* _Extracted text_:

----------------------------------------

GooseBuster, 7000 miles in a season is a lot of miles. Figure a 30 day season and that's about 230 miles a day. In 3 days of hunting we logged 900 miles on the rental car, about par with you if you subtract the miles to/from Bismarck. It was interesting in your post that all of your mallard hunts were over cornfields. Same for us, only we were hunting in a part of the state where this was the only cornfield we could find that was being used by the birds. Shame on us for picking the wrong location for our first visit. Yep, the field right next door was corn as well, free access too, but not a bird to be had because the field had been picked then picked clean by cattle. I guess you and Matt are right, it would have felt better at the end of the day to have scratched down a few passing shots over that field rather than shoot the field we found.

----------------------------------------

* _Given exercise 1_: Decide whether each statement agrees with the hunting post above. For each, answer yes or no and quote the words of the post that settle it. (a) The hunters put 900 miles on the rental car in three days of hunting. (b) The field next to the one they hunted had no free access. (c) The field next door was planted in soybeans.

* _Input rows_:
----------------------------------------

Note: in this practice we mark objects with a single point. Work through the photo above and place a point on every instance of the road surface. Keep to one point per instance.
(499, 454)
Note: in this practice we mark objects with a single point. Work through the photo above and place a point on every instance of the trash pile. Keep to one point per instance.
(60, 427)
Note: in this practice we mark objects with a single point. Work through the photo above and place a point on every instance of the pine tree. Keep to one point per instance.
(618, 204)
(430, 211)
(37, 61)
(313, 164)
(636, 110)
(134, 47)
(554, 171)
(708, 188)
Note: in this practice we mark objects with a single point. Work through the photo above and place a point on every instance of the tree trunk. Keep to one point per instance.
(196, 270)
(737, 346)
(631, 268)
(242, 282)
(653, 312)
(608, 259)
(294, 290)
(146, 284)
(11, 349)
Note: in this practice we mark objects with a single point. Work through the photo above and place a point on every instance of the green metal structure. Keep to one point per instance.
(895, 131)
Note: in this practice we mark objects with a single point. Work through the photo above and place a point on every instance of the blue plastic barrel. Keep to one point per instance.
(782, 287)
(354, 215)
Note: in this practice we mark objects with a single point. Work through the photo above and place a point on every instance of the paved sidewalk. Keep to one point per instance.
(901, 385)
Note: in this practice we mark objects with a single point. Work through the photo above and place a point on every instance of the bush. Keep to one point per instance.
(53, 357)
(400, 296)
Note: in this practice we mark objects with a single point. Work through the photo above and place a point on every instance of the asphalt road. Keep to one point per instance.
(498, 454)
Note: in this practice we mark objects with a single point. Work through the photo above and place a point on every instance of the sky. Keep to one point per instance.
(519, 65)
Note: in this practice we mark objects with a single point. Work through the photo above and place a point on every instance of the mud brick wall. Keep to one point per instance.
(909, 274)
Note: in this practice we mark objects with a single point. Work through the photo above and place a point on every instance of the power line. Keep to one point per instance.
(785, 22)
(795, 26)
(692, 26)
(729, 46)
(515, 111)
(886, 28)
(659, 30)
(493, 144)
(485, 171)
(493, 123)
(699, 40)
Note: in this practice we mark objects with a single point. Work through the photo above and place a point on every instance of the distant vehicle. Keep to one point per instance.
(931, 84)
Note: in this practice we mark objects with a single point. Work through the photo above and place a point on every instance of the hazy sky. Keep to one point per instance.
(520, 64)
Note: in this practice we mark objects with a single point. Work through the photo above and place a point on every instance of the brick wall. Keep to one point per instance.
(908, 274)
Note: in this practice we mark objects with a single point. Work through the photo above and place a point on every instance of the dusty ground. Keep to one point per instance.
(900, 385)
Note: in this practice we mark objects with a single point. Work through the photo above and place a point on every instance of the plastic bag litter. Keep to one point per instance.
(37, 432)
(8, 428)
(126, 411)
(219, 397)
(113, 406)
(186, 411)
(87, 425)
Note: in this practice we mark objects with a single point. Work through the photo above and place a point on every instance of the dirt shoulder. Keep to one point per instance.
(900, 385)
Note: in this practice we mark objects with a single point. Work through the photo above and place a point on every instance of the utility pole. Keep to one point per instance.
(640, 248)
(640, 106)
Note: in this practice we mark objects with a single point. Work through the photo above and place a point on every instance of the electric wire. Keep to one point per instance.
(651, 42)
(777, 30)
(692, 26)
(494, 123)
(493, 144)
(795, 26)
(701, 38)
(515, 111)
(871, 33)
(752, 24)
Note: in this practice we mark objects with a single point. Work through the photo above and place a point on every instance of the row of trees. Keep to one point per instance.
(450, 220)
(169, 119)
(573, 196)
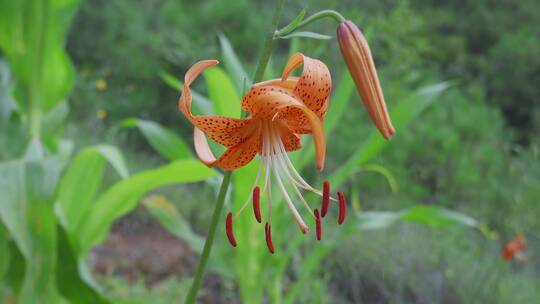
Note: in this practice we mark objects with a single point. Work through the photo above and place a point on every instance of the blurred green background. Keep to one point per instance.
(474, 148)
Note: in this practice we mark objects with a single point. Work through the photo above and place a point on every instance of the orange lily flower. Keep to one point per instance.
(280, 112)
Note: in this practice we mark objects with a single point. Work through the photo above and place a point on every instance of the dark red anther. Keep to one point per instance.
(318, 226)
(268, 236)
(257, 203)
(228, 228)
(342, 208)
(326, 198)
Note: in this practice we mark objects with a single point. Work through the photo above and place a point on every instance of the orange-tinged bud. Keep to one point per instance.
(357, 55)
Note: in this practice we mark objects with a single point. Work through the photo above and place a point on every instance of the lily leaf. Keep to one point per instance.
(123, 197)
(426, 215)
(164, 141)
(233, 65)
(402, 115)
(82, 181)
(292, 26)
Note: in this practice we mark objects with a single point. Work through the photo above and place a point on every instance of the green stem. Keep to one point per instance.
(268, 43)
(259, 72)
(315, 17)
(192, 295)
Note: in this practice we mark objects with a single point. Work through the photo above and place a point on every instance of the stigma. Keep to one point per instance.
(275, 167)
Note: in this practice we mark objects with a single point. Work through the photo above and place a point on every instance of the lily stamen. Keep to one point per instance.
(280, 112)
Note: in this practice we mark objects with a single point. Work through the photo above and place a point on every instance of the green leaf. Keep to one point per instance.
(82, 181)
(4, 248)
(385, 173)
(402, 115)
(200, 103)
(164, 141)
(233, 65)
(222, 93)
(339, 102)
(123, 197)
(39, 62)
(26, 211)
(426, 215)
(438, 217)
(311, 35)
(169, 217)
(292, 26)
(69, 281)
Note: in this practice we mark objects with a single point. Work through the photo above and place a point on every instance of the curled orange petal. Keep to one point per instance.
(314, 85)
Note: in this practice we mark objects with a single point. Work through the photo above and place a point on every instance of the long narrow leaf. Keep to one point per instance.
(164, 141)
(123, 197)
(82, 181)
(233, 65)
(401, 115)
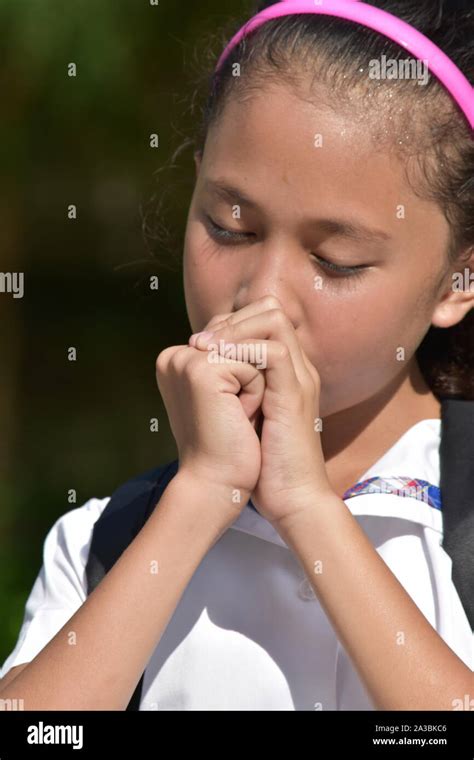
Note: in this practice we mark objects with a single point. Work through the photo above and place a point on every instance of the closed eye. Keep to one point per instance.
(233, 237)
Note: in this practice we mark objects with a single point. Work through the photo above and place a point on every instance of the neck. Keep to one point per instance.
(355, 438)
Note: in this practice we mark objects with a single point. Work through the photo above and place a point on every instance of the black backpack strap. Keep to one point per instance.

----------------------------------------

* _Given exercise 2_: How many lines of the records contain the string "brick"? Case counts. Give only the number.

* _Written solution 1_:
(a) Yes: "In 3 days of hunting we logged 900 miles on the rental car"
(b) No: "free access too"
(c) No: "the field right next door was corn as well"

* _Written solution 2_: 2